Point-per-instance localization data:
———

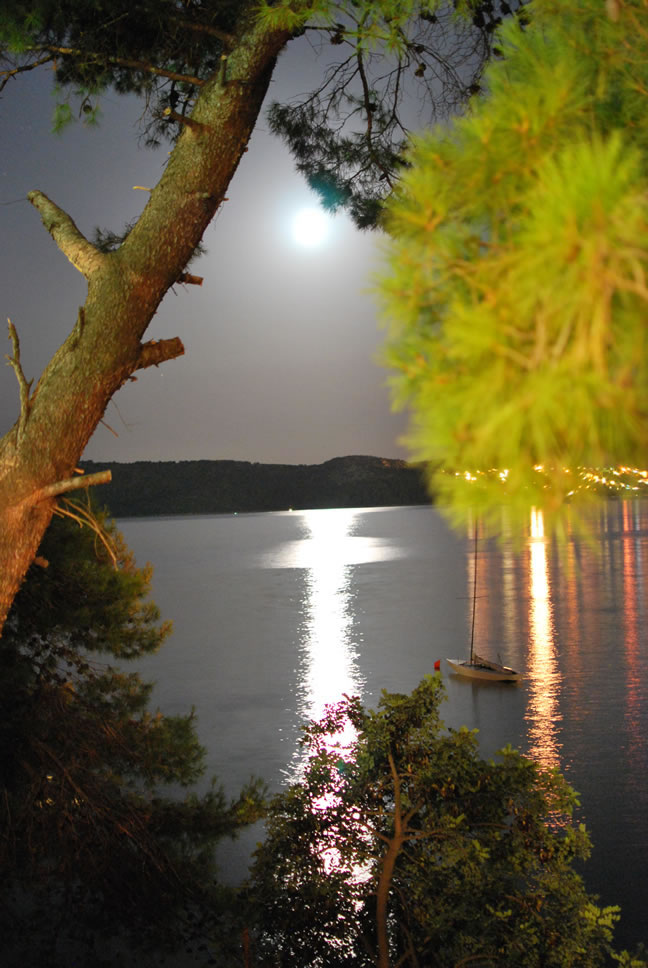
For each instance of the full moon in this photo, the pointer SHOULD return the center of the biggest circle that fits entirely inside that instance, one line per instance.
(310, 227)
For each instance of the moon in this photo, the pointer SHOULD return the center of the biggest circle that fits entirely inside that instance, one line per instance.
(310, 227)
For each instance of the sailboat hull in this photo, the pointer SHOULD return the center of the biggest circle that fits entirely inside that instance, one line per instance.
(490, 671)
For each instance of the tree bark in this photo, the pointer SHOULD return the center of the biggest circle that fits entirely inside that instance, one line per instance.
(125, 288)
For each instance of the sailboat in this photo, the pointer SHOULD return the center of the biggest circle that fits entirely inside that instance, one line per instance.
(476, 667)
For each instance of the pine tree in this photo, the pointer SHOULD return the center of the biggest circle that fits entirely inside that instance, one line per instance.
(405, 847)
(515, 289)
(96, 853)
(203, 67)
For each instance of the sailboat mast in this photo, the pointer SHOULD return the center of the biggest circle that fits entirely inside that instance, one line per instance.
(472, 630)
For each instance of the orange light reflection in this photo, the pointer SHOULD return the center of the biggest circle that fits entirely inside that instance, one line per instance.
(543, 675)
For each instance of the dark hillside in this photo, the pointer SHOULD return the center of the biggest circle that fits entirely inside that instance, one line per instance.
(220, 486)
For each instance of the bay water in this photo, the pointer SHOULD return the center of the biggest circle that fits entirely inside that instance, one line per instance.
(276, 615)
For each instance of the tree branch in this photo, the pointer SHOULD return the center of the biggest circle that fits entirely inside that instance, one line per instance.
(23, 384)
(7, 75)
(157, 351)
(73, 484)
(82, 254)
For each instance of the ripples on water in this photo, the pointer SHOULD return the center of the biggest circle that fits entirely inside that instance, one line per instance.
(277, 615)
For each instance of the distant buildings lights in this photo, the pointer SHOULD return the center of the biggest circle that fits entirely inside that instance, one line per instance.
(608, 477)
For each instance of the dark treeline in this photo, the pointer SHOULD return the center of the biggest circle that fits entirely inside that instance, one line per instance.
(222, 486)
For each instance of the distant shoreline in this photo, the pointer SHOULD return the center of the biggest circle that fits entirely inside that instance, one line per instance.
(152, 488)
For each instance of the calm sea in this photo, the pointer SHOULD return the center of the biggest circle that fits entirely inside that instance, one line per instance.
(276, 615)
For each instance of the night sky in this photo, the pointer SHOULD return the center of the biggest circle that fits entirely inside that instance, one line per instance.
(281, 340)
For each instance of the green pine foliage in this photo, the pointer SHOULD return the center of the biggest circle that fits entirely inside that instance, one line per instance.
(98, 856)
(515, 287)
(405, 847)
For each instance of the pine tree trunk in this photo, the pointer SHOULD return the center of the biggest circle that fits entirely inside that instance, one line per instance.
(124, 290)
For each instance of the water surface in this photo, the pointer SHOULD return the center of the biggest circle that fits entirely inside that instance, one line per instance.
(277, 614)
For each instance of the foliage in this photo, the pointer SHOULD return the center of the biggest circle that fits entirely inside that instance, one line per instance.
(348, 135)
(93, 845)
(404, 847)
(515, 288)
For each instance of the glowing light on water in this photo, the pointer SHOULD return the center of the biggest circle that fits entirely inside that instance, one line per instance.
(543, 675)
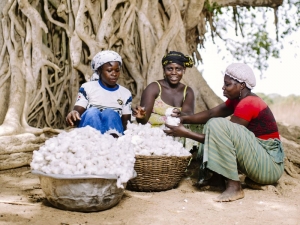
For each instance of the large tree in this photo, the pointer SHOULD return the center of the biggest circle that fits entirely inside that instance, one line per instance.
(48, 45)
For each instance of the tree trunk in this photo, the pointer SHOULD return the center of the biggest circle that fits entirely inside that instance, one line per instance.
(46, 49)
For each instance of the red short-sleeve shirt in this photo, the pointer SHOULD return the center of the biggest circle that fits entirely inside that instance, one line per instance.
(261, 119)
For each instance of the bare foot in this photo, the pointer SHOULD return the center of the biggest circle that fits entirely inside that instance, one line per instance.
(233, 192)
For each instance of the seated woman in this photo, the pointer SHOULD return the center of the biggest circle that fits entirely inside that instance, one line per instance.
(103, 104)
(249, 142)
(167, 93)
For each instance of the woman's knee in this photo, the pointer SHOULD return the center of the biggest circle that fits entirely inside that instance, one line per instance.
(110, 113)
(215, 121)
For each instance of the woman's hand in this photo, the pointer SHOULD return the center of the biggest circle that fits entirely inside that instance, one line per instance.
(139, 112)
(72, 117)
(176, 131)
(176, 112)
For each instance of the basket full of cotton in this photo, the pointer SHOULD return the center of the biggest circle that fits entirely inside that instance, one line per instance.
(84, 170)
(161, 161)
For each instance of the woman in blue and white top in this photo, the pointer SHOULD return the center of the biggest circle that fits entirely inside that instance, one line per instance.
(102, 103)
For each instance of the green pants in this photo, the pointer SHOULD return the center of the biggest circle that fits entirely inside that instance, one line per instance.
(230, 147)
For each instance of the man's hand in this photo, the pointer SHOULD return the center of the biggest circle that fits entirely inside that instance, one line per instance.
(72, 117)
(139, 112)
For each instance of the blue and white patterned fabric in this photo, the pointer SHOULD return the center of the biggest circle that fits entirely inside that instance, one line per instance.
(108, 103)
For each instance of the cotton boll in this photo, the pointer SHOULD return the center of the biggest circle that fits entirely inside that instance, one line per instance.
(172, 121)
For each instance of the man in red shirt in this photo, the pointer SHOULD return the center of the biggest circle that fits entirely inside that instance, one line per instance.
(249, 142)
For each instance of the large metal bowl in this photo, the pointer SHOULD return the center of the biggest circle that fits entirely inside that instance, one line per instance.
(81, 193)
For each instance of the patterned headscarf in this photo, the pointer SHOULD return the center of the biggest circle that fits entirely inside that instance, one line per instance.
(242, 73)
(177, 57)
(101, 58)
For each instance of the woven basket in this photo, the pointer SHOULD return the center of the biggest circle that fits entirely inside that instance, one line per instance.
(158, 173)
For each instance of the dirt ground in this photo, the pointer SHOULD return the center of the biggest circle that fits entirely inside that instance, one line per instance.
(22, 201)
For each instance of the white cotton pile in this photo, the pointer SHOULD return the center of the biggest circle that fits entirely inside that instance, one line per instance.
(152, 141)
(170, 119)
(85, 151)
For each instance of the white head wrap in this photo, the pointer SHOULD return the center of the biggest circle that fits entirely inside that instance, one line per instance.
(242, 73)
(101, 58)
(104, 57)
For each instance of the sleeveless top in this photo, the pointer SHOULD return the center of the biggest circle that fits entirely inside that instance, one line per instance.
(158, 117)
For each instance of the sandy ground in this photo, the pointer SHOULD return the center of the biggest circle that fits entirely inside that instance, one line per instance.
(22, 201)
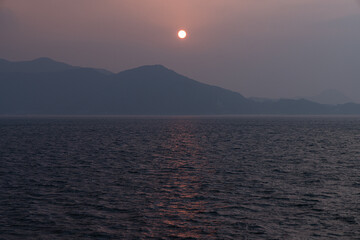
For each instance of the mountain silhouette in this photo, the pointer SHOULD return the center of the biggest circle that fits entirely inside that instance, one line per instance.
(331, 96)
(44, 86)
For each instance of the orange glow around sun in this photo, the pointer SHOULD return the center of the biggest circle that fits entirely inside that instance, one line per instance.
(182, 34)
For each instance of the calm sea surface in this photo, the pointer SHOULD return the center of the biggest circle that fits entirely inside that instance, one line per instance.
(180, 178)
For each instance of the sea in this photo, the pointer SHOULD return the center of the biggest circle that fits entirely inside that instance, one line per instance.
(180, 177)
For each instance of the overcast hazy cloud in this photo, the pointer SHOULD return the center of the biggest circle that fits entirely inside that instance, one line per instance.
(267, 48)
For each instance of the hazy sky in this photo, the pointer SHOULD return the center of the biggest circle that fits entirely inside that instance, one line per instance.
(263, 48)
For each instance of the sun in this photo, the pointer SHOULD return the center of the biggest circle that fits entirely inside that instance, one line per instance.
(182, 34)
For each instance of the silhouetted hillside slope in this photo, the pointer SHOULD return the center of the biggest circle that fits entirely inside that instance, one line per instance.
(44, 86)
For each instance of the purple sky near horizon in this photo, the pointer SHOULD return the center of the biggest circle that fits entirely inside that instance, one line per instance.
(263, 48)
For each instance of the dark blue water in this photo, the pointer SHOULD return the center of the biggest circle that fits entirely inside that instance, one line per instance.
(180, 178)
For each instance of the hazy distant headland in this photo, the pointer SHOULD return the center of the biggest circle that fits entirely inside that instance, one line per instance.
(47, 87)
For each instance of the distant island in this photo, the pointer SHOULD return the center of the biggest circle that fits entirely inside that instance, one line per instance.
(46, 87)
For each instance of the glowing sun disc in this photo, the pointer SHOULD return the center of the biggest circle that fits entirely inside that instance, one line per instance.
(182, 34)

———

PROBLEM REQUIREMENTS:
Only the lines from the one containing "For each instance of the hazy distant" through the final line above should be duplicated, exactly as they stand.

ANSWER SPACE:
For each instance of the hazy distant headland in this photo, the pointer SHOULD return the center of the biggest circle that fits entirely inside that instance, one line per instance.
(47, 87)
For each instance of the distant island in this photo, the pointer SHOULD return the center of the biggest circle that fits entirely inside that instance, one line per instance.
(46, 87)
For each instance of the glowing sun disc in this photo, the pointer SHOULD return the center of the biggest circle that fits entirely inside that instance, one line per instance.
(182, 34)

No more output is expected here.